Records from a point labeling set
BEGIN
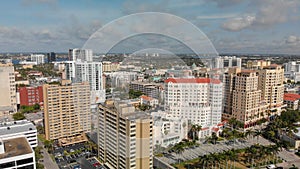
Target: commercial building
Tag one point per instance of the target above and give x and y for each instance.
(67, 112)
(78, 71)
(8, 89)
(51, 57)
(168, 130)
(226, 62)
(124, 136)
(31, 95)
(37, 58)
(80, 55)
(271, 85)
(150, 89)
(16, 153)
(243, 97)
(197, 99)
(21, 128)
(110, 66)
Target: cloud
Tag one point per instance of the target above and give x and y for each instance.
(218, 16)
(239, 23)
(292, 40)
(267, 14)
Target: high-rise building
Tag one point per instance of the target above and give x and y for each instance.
(197, 99)
(67, 112)
(8, 89)
(16, 153)
(251, 95)
(271, 85)
(31, 95)
(78, 72)
(51, 57)
(124, 136)
(38, 58)
(226, 62)
(80, 55)
(21, 128)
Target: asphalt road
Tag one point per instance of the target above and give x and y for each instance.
(47, 161)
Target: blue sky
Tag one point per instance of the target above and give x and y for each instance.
(233, 26)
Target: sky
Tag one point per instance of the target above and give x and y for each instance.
(233, 26)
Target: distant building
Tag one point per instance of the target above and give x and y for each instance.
(110, 66)
(16, 153)
(78, 71)
(168, 130)
(124, 136)
(197, 99)
(21, 128)
(51, 57)
(226, 62)
(257, 64)
(67, 112)
(150, 89)
(31, 95)
(8, 102)
(37, 58)
(80, 55)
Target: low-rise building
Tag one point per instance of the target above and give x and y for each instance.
(16, 153)
(21, 128)
(168, 130)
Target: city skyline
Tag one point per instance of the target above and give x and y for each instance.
(233, 26)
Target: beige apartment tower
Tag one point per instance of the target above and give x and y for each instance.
(8, 89)
(67, 112)
(124, 136)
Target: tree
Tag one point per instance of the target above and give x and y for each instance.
(18, 116)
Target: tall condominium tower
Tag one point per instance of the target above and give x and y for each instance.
(80, 54)
(197, 99)
(78, 71)
(8, 102)
(124, 136)
(67, 112)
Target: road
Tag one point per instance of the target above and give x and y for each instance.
(47, 161)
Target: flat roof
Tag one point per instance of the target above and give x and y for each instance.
(16, 127)
(15, 147)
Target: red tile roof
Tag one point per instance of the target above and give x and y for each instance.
(193, 80)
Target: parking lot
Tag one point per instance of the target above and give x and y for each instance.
(76, 157)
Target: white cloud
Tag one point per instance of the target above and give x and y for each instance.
(239, 23)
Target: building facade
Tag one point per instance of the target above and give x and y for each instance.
(31, 95)
(37, 58)
(78, 72)
(21, 128)
(8, 103)
(80, 55)
(67, 112)
(197, 99)
(16, 153)
(124, 136)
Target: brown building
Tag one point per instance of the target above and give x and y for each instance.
(124, 136)
(67, 112)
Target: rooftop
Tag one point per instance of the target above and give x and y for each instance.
(193, 80)
(16, 127)
(15, 147)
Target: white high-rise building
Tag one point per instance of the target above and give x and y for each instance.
(37, 58)
(8, 89)
(80, 55)
(227, 61)
(91, 72)
(197, 99)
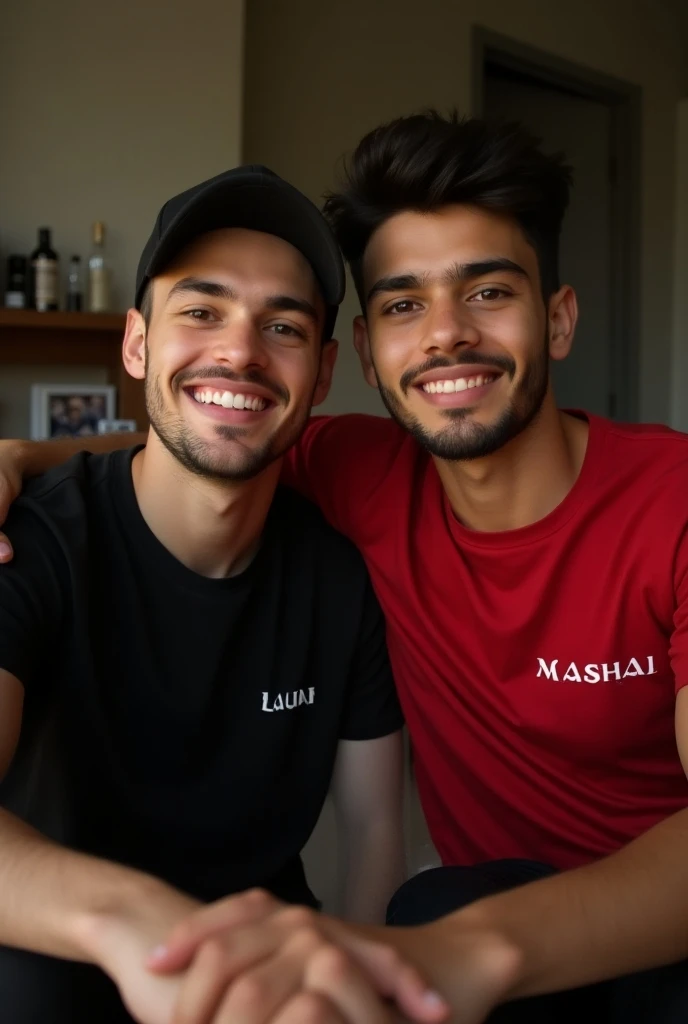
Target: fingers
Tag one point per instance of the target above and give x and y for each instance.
(183, 941)
(212, 992)
(332, 974)
(218, 964)
(6, 553)
(394, 977)
(309, 1008)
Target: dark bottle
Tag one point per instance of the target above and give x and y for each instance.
(44, 273)
(75, 290)
(15, 295)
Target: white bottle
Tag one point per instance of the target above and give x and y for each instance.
(98, 272)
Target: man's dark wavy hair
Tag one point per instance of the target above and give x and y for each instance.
(427, 161)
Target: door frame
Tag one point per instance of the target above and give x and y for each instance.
(624, 100)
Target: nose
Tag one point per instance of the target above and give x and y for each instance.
(449, 327)
(240, 345)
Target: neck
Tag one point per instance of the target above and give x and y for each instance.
(211, 526)
(523, 481)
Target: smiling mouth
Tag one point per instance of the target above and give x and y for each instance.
(460, 384)
(228, 399)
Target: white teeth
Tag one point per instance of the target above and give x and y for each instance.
(227, 399)
(460, 384)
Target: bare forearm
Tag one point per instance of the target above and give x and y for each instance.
(36, 457)
(624, 913)
(374, 868)
(50, 896)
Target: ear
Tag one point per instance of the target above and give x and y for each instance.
(328, 359)
(361, 342)
(133, 346)
(562, 317)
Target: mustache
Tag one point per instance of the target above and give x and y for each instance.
(501, 363)
(251, 377)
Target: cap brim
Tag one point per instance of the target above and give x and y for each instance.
(265, 204)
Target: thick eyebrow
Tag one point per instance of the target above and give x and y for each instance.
(278, 303)
(457, 272)
(284, 303)
(212, 288)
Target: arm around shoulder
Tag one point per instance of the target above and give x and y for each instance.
(22, 459)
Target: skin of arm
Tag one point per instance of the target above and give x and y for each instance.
(62, 903)
(368, 795)
(624, 913)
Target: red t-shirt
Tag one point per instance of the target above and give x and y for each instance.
(538, 667)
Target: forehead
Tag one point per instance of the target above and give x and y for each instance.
(251, 261)
(430, 242)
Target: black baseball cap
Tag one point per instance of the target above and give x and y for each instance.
(255, 198)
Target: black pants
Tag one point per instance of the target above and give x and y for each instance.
(42, 990)
(658, 996)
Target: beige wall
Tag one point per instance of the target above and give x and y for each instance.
(106, 111)
(320, 74)
(680, 418)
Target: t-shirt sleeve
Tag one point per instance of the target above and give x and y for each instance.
(31, 605)
(678, 650)
(372, 709)
(339, 463)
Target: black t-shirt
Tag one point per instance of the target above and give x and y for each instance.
(183, 725)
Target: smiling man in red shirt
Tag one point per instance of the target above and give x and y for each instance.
(532, 565)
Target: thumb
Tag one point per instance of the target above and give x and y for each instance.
END
> _Problem_
Repeat all of the entries word for word, but omit the pictures.

> _Task answer_
Target: commercial building
Tag one point per instance of the target above and give x and y for each instance.
(67, 112)
(78, 71)
(8, 89)
(51, 57)
(168, 130)
(226, 62)
(124, 136)
(31, 95)
(37, 58)
(80, 55)
(271, 85)
(150, 89)
(16, 153)
(243, 97)
(197, 99)
(21, 128)
(110, 66)
Target: cloud
Tag one point per instance of the target above and give x and y for each instance.
(218, 16)
(239, 23)
(292, 40)
(267, 14)
Target: high-rise building
Tag one point per instance of the target above and give x and y for each instance.
(197, 99)
(67, 112)
(8, 89)
(16, 153)
(251, 95)
(271, 85)
(31, 95)
(78, 72)
(51, 57)
(124, 136)
(38, 58)
(226, 62)
(80, 55)
(21, 128)
Target: asphalt road
Tag one point per instance of the target above and give x and y for each instance.
(47, 161)
Target: blue sky
Tag one point per instance of the target above and give x and y for each instance.
(233, 26)
Target: sky
Tag one point per instance of the target above and give x and y for each instance.
(233, 26)
Target: distant building
Tag one point per instance of the target above and give x and y for each instance.
(110, 66)
(16, 153)
(78, 71)
(168, 130)
(124, 136)
(197, 99)
(21, 128)
(51, 57)
(226, 62)
(257, 64)
(67, 112)
(150, 89)
(31, 95)
(8, 102)
(37, 58)
(80, 55)
Target: low-rise building
Tag one point per instance of the target above and give x and y for each instance.
(16, 153)
(21, 128)
(168, 130)
Target: city skyline
Tag one point per instance of the target above and give x and y for each instance.
(233, 26)
Target: beige apartment tower
Tag one point per instance of the target above and give x and y for each instance.
(8, 89)
(67, 112)
(124, 136)
Target: tree
Tag one point per instance of the target above and give x and y for each instance.
(18, 116)
Target: tall condominium tower
Tag one point per instance of the target above and give x and y for each instance.
(80, 54)
(197, 99)
(78, 71)
(8, 102)
(124, 136)
(67, 112)
Target: road
Tag one point per instance of the target above and give x and y for each instance.
(47, 161)
Target: flat roof
Tag one point per instance of the target above and give x and y for each instance.
(16, 127)
(15, 147)
Target: red tile roof
Tag one point per instance of the target above and give x and y for each instance.
(193, 80)
Target: parking lot
Tag one point per instance of the target above and give x and y for each instance.
(76, 157)
Target: white cloud
Tag one point per instance of the target above and give x and y for each instance.
(239, 23)
Target: building facade
Tag one point per instance of the target above and give x and y for each instance.
(31, 95)
(37, 58)
(78, 72)
(21, 128)
(8, 103)
(80, 55)
(67, 112)
(197, 99)
(16, 153)
(124, 136)
Target: brown building
Tag one point per instance of the target above and give x and y for each instance.
(124, 136)
(67, 112)
Target: rooftop
Tag one point per instance of the target above and give x and y for each instance.
(193, 80)
(16, 127)
(15, 147)
Target: white high-rise building
Tag one point per instance of the target above and give x and y for each instance.
(37, 58)
(8, 89)
(80, 55)
(227, 61)
(91, 72)
(197, 99)
Target: fingers
Tag one point per instance of the target above and give x and y for each instance.
(183, 941)
(212, 992)
(332, 974)
(218, 964)
(6, 553)
(394, 977)
(309, 1008)
Target: dark bottle
Tag one point per instance of the target above and give x and y for each instance.
(44, 273)
(75, 290)
(15, 295)
Target: white bottle
Tag one point per instance of the target above and give x and y for each instance.
(98, 272)
Target: man's dark wavy hair
Tag one point per instance of the target above and give x and y for each instance.
(427, 161)
Target: door frame
Tag one point per instance of the target above and give x and y for each instance.
(624, 100)
Target: nose
Tag one point per instance of the target above and give x and y for each instance.
(449, 327)
(240, 345)
Target: neck
Tag one point per instance of the target above and give x and y for each instance.
(211, 526)
(523, 481)
Target: smiling mouth
Tag one point per instance of the target above and give x and y for each instance.
(460, 384)
(228, 399)
Target: white teeth
Tag one point per instance of the target above and give x and y for each instance.
(227, 399)
(460, 384)
Target: bare forearm
Tag one point per instance of the target above and give x and y for each instance.
(36, 457)
(624, 913)
(374, 868)
(50, 896)
Target: ear
Tag one point per instance of the target above and give x and y for each instance.
(328, 359)
(361, 342)
(133, 346)
(562, 317)
Target: mustache
Tag one point per instance of the target above and give x and y for each instance.
(501, 363)
(251, 377)
Target: cap brim
Tag one point per instance of the target above and give x and y for each instance.
(265, 204)
Target: thick eyebrow
Tag one point per instance of the target above and give x and y for each instance.
(278, 303)
(457, 272)
(284, 303)
(212, 288)
Target: arm around shoulder
Tag one point per instance of the target above and give x and y for each instance.
(22, 459)
Target: skin of arm
Tag one point per instance of the target above and give x and y for each instance.
(62, 903)
(368, 795)
(624, 913)
Target: red t-shirt
Tag one point per instance of the target above and give x and y for each instance.
(538, 667)
Target: forehead
Tag one point per instance of the target above and give x and y for each instance.
(251, 261)
(430, 242)
Target: black baseball cap
Tag one point per instance of the target above and give x and y for each instance.
(255, 198)
Target: black pants
Tag one point per instance of the target above and give x and y for each instance.
(42, 990)
(658, 996)
Target: beige wall
Tag one point per instance of the target above and give x and y for each instance.
(106, 111)
(320, 74)
(680, 418)
Target: t-shirt sleeve
Tag one point per instance of the target above and give x and y for each instance.
(31, 605)
(678, 650)
(372, 709)
(339, 463)
Target: black t-shirt
Tag one point per instance of the target above and give x and y for each instance.
(183, 725)
Target: smiling man in red shirt
Tag one point per instance of the target above and give x and y for each instance.
(532, 565)
Target: thumb
Tag one point per instance of the target above and give x and y for each instance.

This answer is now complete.